Goal of the exercise
What lines in the entries below contain the word "turned"? Copy all of them.

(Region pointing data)
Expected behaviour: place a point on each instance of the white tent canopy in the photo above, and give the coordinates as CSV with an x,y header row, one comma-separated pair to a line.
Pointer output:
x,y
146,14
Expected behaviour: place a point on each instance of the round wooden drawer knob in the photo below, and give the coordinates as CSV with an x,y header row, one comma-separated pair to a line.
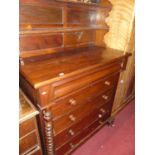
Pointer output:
x,y
71,132
72,102
99,115
107,83
105,97
71,145
72,118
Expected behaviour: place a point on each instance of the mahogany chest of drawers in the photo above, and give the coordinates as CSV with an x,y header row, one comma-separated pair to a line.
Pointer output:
x,y
74,93
29,139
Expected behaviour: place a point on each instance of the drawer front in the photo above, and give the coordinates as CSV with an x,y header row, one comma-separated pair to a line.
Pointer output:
x,y
74,100
28,142
102,113
61,89
26,127
78,139
36,152
74,116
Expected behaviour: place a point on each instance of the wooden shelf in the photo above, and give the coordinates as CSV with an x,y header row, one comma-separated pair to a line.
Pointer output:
x,y
57,30
78,2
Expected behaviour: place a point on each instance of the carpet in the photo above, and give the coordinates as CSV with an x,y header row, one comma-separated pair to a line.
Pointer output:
x,y
117,140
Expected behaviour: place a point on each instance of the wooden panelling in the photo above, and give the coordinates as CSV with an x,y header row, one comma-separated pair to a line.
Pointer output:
x,y
120,21
40,42
26,127
72,102
71,132
36,16
79,138
27,143
80,17
79,38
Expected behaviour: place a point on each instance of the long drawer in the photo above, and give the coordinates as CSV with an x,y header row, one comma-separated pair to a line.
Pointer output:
x,y
102,113
81,96
63,87
26,127
74,116
85,134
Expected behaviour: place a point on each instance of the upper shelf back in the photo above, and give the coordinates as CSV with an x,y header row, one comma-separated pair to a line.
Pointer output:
x,y
49,27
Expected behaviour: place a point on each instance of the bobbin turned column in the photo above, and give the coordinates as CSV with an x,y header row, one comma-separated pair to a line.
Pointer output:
x,y
48,132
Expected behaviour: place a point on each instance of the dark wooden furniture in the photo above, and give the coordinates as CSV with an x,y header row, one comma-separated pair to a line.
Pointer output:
x,y
29,139
66,70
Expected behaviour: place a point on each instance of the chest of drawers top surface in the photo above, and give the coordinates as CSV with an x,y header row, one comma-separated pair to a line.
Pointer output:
x,y
27,110
40,71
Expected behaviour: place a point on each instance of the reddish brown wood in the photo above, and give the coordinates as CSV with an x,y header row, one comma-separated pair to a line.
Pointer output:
x,y
66,135
64,61
33,16
29,139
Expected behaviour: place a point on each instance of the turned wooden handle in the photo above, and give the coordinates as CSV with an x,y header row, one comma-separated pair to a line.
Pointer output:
x,y
71,132
103,111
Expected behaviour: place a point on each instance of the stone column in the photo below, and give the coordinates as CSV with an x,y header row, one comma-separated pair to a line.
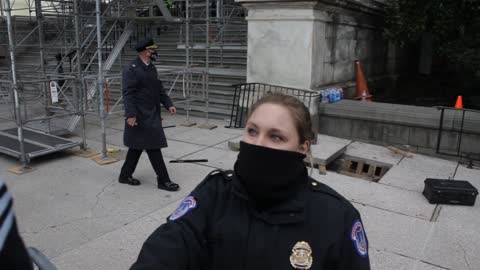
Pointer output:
x,y
307,44
286,43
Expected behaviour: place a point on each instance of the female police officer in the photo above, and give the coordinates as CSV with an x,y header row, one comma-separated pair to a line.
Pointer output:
x,y
267,213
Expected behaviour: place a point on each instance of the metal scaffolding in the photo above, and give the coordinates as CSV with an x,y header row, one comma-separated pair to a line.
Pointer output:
x,y
77,46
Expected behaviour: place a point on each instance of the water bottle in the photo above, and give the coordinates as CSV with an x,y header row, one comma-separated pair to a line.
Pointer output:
x,y
324,96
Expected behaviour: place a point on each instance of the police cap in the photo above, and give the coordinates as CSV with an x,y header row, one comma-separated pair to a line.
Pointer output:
x,y
145,45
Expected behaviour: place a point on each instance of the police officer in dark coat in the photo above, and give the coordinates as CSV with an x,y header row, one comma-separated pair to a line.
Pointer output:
x,y
267,213
142,94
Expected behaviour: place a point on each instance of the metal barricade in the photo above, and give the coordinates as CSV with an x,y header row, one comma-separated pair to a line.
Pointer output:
x,y
457,129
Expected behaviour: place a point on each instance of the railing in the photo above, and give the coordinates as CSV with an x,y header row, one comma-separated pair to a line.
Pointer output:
x,y
455,125
247,94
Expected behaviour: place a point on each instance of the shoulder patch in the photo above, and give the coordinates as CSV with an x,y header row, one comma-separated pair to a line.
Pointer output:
x,y
359,239
320,187
185,206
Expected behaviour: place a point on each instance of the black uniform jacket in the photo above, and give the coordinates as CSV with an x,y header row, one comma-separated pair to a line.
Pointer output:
x,y
142,94
222,230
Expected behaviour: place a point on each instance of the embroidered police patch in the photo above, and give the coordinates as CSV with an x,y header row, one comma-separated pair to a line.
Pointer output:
x,y
184,207
359,239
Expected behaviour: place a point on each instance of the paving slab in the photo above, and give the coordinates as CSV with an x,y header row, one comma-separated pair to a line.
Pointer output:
x,y
93,131
471,175
383,260
115,250
454,246
226,145
328,148
454,242
89,202
381,196
204,137
373,153
393,232
217,158
177,149
410,173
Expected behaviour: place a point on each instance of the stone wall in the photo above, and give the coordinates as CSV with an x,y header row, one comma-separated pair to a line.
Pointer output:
x,y
401,125
313,44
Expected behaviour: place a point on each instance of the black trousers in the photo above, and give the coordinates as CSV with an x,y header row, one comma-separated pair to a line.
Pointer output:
x,y
156,159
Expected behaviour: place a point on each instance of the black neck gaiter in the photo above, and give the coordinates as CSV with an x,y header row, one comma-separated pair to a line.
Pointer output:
x,y
269,175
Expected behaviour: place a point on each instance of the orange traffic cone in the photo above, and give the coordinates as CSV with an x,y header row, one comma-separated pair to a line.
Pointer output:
x,y
459,103
362,88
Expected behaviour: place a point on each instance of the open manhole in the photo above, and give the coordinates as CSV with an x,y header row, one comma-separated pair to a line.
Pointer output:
x,y
358,167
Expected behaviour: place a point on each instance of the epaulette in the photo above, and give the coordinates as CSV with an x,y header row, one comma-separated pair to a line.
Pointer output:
x,y
227,175
319,187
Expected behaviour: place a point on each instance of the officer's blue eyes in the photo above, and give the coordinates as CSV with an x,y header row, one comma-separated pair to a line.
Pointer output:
x,y
274,137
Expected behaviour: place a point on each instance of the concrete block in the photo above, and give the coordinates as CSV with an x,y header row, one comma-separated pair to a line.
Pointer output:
x,y
423,137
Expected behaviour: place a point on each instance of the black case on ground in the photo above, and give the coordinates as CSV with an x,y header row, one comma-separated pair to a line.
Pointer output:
x,y
441,191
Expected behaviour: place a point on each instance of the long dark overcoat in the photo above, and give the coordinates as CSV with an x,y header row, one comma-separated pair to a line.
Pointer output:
x,y
142,94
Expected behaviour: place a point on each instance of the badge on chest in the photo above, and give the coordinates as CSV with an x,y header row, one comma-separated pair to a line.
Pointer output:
x,y
301,257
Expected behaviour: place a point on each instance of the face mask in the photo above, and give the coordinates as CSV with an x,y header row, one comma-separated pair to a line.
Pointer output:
x,y
270,175
153,56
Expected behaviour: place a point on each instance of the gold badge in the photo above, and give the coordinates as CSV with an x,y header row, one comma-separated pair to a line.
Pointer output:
x,y
301,257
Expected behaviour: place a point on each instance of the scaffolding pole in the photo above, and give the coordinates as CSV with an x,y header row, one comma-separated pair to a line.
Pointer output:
x,y
206,125
41,38
100,80
79,81
18,116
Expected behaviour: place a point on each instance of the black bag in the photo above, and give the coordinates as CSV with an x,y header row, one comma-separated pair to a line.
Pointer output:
x,y
449,192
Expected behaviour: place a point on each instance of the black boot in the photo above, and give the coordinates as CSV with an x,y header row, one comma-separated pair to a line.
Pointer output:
x,y
129,180
167,185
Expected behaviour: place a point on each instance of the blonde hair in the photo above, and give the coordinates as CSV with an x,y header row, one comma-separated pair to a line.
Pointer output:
x,y
299,112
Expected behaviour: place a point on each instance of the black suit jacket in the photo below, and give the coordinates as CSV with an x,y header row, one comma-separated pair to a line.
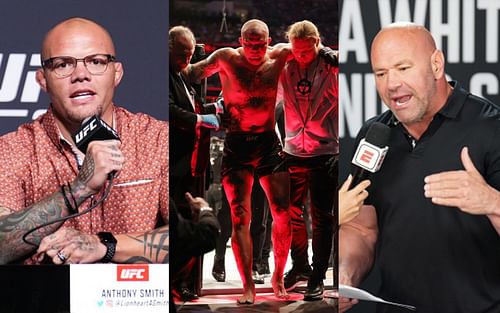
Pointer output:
x,y
183,137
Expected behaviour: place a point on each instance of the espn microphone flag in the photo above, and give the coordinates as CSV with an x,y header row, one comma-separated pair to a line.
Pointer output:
x,y
371,152
93,128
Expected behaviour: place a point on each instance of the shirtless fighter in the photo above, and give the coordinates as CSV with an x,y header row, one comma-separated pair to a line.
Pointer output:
x,y
249,76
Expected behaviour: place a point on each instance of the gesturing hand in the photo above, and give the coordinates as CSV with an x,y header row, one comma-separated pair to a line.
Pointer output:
x,y
70,246
465,189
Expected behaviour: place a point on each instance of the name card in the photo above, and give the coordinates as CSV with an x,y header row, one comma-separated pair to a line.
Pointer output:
x,y
119,288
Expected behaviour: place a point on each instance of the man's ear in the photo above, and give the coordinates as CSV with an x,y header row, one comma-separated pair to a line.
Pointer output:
x,y
437,63
40,79
118,72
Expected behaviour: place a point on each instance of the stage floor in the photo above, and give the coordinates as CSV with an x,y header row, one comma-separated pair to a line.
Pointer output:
x,y
222,296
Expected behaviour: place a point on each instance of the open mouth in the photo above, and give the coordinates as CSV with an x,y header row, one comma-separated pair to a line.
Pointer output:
x,y
82,94
400,101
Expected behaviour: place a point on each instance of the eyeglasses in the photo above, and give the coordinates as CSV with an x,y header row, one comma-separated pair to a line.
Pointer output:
x,y
64,66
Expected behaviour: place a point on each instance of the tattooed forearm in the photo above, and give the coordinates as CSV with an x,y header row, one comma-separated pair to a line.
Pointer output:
x,y
15,225
155,246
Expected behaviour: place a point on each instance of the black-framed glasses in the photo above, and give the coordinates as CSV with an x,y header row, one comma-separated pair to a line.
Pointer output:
x,y
64,66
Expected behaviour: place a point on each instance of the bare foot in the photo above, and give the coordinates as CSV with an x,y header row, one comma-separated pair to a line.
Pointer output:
x,y
248,297
279,287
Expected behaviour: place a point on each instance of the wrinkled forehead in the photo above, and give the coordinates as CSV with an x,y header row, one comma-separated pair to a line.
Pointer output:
x,y
77,35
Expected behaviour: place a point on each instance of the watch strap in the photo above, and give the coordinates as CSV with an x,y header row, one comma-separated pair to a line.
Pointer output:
x,y
109,241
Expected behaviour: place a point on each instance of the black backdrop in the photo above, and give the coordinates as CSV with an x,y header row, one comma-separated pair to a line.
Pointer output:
x,y
139,30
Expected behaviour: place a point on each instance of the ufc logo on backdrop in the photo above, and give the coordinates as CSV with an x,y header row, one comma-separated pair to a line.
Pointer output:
x,y
132,273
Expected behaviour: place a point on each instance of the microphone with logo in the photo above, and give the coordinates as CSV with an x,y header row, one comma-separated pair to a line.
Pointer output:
x,y
94,128
371,152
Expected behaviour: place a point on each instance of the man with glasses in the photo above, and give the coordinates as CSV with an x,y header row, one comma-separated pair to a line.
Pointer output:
x,y
43,175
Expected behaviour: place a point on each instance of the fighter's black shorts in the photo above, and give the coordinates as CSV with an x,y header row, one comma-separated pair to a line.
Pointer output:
x,y
259,153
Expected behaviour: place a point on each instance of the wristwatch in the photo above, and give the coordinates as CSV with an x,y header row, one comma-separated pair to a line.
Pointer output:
x,y
109,241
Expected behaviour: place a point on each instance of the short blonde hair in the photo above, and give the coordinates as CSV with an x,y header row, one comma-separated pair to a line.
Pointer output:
x,y
302,30
177,32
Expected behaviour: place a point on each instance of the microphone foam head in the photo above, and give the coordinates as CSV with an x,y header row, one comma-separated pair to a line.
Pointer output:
x,y
378,135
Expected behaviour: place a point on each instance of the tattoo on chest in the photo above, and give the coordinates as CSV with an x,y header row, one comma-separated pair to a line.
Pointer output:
x,y
256,102
256,81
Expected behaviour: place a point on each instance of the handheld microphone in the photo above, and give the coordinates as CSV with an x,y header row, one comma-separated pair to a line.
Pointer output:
x,y
371,152
93,128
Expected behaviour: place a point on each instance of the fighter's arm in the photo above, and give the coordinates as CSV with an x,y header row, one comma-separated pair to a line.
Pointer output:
x,y
208,66
13,226
102,158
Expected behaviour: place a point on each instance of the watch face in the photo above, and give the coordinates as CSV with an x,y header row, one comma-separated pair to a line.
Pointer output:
x,y
106,237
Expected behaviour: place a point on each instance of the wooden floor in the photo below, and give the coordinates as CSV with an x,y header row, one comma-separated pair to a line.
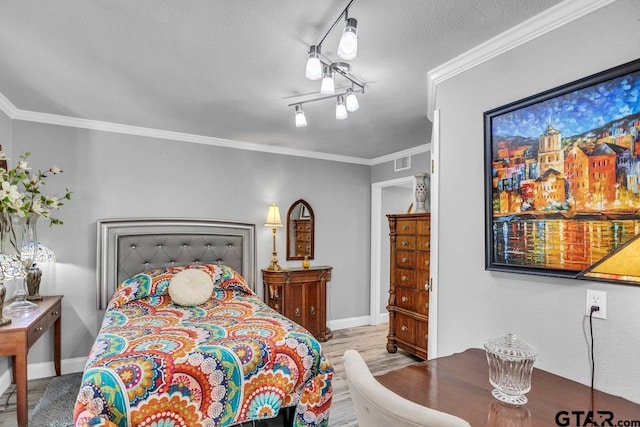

Response area
Expected behaviour: place a point on each instance of the bobbin turned column in the photo above, and give the coordinates as CSV with an x,y header row, one comma-separated pair to a line.
Expected behaviour: place a point on each instance of the turned wooden handle in the photo above, and give the coordinates as CSV with an x,y header row, one comma-separated pair to a line.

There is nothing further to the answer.